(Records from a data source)
============

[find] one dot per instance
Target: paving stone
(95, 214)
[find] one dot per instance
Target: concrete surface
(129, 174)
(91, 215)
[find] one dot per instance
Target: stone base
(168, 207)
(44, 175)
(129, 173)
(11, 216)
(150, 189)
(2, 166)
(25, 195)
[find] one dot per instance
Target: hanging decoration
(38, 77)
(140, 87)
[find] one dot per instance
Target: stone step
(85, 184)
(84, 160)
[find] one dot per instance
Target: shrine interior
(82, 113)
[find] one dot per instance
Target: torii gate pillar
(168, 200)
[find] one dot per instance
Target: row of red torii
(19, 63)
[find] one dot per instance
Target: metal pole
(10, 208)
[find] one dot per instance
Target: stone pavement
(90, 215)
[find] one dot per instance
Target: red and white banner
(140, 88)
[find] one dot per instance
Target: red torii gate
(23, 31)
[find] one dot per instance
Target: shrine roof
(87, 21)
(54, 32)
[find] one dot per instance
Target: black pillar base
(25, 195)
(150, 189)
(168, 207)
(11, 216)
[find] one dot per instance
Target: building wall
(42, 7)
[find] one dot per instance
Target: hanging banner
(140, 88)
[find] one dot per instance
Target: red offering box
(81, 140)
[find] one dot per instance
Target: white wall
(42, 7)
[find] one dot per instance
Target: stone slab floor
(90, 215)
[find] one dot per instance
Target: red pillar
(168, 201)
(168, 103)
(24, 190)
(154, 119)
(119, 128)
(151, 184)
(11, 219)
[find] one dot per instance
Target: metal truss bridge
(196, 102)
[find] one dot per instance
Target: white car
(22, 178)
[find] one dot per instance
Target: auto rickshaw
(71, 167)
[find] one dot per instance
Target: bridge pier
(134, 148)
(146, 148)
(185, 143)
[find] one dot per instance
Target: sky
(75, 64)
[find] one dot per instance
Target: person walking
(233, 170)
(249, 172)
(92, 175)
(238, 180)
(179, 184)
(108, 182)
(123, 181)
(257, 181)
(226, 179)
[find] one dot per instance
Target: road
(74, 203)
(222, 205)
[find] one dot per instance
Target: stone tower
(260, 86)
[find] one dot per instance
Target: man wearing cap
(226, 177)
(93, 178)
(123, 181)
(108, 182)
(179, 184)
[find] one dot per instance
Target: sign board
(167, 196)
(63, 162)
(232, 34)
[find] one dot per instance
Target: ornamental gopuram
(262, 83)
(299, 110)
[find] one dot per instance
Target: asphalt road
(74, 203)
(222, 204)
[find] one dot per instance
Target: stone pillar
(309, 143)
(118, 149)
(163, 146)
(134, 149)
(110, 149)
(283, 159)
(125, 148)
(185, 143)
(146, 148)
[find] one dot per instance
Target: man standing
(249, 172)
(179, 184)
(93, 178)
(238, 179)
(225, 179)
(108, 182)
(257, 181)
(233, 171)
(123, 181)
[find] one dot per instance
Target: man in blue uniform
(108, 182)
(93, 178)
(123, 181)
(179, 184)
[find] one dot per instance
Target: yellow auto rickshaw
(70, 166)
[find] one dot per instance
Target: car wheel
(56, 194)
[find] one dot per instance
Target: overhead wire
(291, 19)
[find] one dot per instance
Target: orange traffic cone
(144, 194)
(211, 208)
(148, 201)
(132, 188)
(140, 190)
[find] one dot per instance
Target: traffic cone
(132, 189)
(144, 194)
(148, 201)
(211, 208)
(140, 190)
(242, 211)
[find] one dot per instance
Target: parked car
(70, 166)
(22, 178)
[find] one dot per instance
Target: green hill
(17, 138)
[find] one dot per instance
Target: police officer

============

→ WHAT YOU ARE ASKED TO DO: Nothing in the records may be left out; copy them all exactly.

→ EXPECTED ANSWER:
[find] one dot per instance
Target: paving stone
(95, 214)
[find] one dot per instance
Target: concrete surface
(129, 174)
(91, 215)
[find] one dot per instance
Target: stone base
(168, 207)
(44, 175)
(129, 173)
(11, 216)
(150, 189)
(2, 166)
(25, 195)
[find] one dot per instance
Target: hanging decoration
(38, 77)
(140, 87)
[find] one dot per instance
Target: stone step
(85, 184)
(84, 160)
[find] one dot per instance
Target: shrine interior
(82, 113)
[find] one dot per instance
Target: torii gate pillar
(168, 200)
[find] one dot per instance
Target: row of red torii
(19, 63)
[find] one dot per instance
Target: metal pole
(10, 208)
[find] one dot per instance
Target: stone pavement
(90, 215)
[find] one dot per instance
Target: red and white banner
(140, 88)
[find] one dot per instance
Target: red torii gate
(23, 31)
[find] one dot per instance
Target: shrine roof
(87, 21)
(54, 32)
[find] one dot per instance
Target: black pillar base
(25, 195)
(150, 189)
(168, 207)
(11, 216)
[find] one dot per instance
Target: building wall
(42, 7)
[find] one dot per instance
Target: hanging banner
(140, 88)
[find] one dot per instance
Target: red offering box
(81, 140)
[find] one dot per instance
Target: white wall
(42, 7)
[find] one dot per instance
Target: stone slab floor
(90, 215)
[find] one dot per instance
Target: red pillar
(168, 201)
(168, 103)
(24, 190)
(154, 119)
(119, 128)
(151, 184)
(11, 219)
[find] one dot per instance
Target: metal truss bridge
(196, 102)
[find] one dot per instance
Target: white car
(22, 178)
[find] one dot per instance
Target: auto rickshaw
(71, 167)
[find] one dot per instance
Target: bridge pier
(134, 148)
(146, 148)
(185, 143)
[find] one dot per instance
Target: sky
(75, 64)
[find] one dot per instance
Target: person walking
(233, 170)
(249, 172)
(92, 175)
(238, 180)
(179, 184)
(108, 182)
(123, 181)
(257, 181)
(226, 179)
[find] one dot per instance
Target: road
(74, 203)
(222, 205)
[find] one dot per instance
Target: stone tower
(260, 86)
[find] one dot per instance
Target: man wearing cap
(226, 177)
(93, 178)
(123, 181)
(108, 182)
(179, 184)
[find] one dot per instance
Target: sign board
(167, 196)
(63, 162)
(232, 34)
[find] one dot per instance
Target: ornamental gopuram
(262, 83)
(299, 110)
[find] one dot per instance
Target: asphalt road
(74, 203)
(222, 204)
[find] one dot per instance
Target: stone pillar
(309, 143)
(118, 149)
(163, 146)
(134, 149)
(110, 149)
(283, 159)
(125, 148)
(185, 143)
(146, 148)
[find] one dot per instance
Target: man standing
(249, 172)
(179, 184)
(93, 178)
(238, 179)
(225, 179)
(108, 182)
(257, 181)
(233, 171)
(123, 181)
[find] one dot per instance
Target: man in blue uniform
(108, 182)
(93, 178)
(123, 181)
(179, 184)
[find] one dot per instance
Target: yellow auto rickshaw
(70, 166)
[find] one dot per instance
Target: car wheel
(56, 194)
[find] one dot per instance
Target: overhead wire
(291, 19)
[find] one dot per instance
Target: orange traffic cone
(144, 194)
(211, 208)
(148, 201)
(132, 188)
(140, 190)
[find] one dot per instance
Target: traffic cone
(132, 189)
(144, 194)
(148, 201)
(211, 208)
(140, 190)
(242, 211)
[find] one dot per instance
Target: parked car
(70, 166)
(22, 178)
[find] one dot per instance
Target: green hill
(17, 138)
[find] one dot per instance
Target: police officer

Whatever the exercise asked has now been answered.